ABOUT THIS TASK:
Using the data below, return every line that holds the word "path".

THE RECORDS:

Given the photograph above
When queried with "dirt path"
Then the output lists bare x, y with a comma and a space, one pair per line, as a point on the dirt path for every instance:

...

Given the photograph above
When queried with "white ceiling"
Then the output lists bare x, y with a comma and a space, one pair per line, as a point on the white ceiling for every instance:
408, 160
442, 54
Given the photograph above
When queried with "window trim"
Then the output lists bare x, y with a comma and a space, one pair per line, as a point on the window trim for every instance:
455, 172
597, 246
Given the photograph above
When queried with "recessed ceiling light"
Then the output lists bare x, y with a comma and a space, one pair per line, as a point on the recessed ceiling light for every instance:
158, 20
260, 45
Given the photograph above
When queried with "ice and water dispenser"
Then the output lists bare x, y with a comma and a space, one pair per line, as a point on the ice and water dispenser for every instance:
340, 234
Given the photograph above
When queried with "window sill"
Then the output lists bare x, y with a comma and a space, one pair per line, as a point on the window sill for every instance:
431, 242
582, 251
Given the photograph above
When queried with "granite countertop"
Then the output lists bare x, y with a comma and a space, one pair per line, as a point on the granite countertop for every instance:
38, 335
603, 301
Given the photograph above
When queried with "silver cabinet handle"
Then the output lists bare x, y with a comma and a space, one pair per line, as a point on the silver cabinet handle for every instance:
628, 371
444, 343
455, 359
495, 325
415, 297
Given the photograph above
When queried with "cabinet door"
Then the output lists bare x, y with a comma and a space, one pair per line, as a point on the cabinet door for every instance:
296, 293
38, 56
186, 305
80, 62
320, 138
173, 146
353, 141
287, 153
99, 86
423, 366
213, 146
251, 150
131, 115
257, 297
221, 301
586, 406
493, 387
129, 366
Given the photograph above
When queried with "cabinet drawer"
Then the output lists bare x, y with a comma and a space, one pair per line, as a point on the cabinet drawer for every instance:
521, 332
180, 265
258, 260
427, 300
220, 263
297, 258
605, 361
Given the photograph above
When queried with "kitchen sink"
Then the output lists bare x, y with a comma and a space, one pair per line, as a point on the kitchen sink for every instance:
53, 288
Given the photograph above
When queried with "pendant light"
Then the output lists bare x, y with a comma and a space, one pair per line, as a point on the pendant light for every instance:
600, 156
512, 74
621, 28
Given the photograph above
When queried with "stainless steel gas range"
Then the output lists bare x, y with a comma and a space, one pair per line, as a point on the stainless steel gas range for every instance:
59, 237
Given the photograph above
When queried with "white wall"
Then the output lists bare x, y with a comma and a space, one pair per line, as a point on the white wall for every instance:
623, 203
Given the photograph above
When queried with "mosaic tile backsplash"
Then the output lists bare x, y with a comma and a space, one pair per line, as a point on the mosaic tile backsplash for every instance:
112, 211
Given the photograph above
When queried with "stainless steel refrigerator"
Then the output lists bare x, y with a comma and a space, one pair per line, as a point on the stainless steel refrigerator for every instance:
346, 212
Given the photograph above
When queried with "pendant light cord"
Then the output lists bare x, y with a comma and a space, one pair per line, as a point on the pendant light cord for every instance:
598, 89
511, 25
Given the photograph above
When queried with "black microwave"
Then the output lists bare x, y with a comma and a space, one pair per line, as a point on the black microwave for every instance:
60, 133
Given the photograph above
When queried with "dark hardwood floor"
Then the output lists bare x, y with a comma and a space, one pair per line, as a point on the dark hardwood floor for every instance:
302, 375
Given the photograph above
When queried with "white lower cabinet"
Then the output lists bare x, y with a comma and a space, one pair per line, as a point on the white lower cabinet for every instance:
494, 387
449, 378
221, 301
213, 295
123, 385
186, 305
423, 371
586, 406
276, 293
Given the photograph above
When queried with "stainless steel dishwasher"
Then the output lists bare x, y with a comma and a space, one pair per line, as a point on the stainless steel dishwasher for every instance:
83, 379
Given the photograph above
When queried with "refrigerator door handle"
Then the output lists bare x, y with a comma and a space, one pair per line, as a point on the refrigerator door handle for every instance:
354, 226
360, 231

---

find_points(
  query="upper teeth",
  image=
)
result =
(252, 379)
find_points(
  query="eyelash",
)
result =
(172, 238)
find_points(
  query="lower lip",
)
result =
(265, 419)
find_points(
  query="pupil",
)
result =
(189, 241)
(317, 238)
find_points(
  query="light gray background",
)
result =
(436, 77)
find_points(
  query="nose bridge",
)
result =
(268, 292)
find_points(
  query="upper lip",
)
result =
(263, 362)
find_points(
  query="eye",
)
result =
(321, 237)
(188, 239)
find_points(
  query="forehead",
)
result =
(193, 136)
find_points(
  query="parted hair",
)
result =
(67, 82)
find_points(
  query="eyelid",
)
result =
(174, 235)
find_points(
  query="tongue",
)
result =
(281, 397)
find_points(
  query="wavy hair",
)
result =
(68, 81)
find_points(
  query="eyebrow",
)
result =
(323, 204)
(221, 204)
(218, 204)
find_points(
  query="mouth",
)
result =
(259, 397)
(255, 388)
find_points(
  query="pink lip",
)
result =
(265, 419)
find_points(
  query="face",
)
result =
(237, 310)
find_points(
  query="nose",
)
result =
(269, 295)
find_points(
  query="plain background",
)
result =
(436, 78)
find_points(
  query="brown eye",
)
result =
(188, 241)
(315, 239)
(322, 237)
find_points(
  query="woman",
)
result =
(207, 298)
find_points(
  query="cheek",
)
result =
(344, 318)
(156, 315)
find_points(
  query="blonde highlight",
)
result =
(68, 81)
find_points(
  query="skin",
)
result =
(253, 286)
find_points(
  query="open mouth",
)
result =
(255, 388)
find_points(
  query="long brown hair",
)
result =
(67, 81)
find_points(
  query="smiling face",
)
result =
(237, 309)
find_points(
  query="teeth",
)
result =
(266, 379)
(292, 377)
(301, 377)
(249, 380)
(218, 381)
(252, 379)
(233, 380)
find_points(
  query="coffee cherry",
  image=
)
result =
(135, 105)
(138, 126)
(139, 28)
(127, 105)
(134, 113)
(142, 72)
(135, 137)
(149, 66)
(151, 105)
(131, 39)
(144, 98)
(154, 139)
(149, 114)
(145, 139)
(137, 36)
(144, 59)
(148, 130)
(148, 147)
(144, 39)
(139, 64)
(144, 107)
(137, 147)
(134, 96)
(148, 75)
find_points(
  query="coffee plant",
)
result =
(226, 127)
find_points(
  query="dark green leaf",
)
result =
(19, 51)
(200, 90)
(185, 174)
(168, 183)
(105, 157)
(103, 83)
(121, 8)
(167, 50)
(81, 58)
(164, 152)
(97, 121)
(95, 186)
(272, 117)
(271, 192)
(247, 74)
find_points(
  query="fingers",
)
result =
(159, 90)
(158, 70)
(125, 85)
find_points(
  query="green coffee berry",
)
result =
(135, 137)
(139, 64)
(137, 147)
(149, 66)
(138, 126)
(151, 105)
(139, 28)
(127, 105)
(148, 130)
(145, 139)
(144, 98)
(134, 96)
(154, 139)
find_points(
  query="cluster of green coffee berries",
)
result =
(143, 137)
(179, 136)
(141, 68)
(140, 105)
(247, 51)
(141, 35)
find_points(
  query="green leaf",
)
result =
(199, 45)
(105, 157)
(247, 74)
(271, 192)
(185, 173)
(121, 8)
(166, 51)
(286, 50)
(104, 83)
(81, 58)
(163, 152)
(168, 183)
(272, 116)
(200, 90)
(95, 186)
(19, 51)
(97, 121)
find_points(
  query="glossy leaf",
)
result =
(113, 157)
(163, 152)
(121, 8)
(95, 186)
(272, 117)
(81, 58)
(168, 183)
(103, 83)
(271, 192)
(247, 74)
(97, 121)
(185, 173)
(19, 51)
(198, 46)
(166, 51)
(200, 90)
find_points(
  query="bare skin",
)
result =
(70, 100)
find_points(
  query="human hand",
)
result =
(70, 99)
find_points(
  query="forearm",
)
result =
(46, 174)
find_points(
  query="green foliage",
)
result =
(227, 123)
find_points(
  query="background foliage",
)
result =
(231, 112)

ANSWER AREA:
When queried with "dirt path"
Then the output lists bare x, y with a comma and a space, one pair per line, as a point on the dirt path for every instance:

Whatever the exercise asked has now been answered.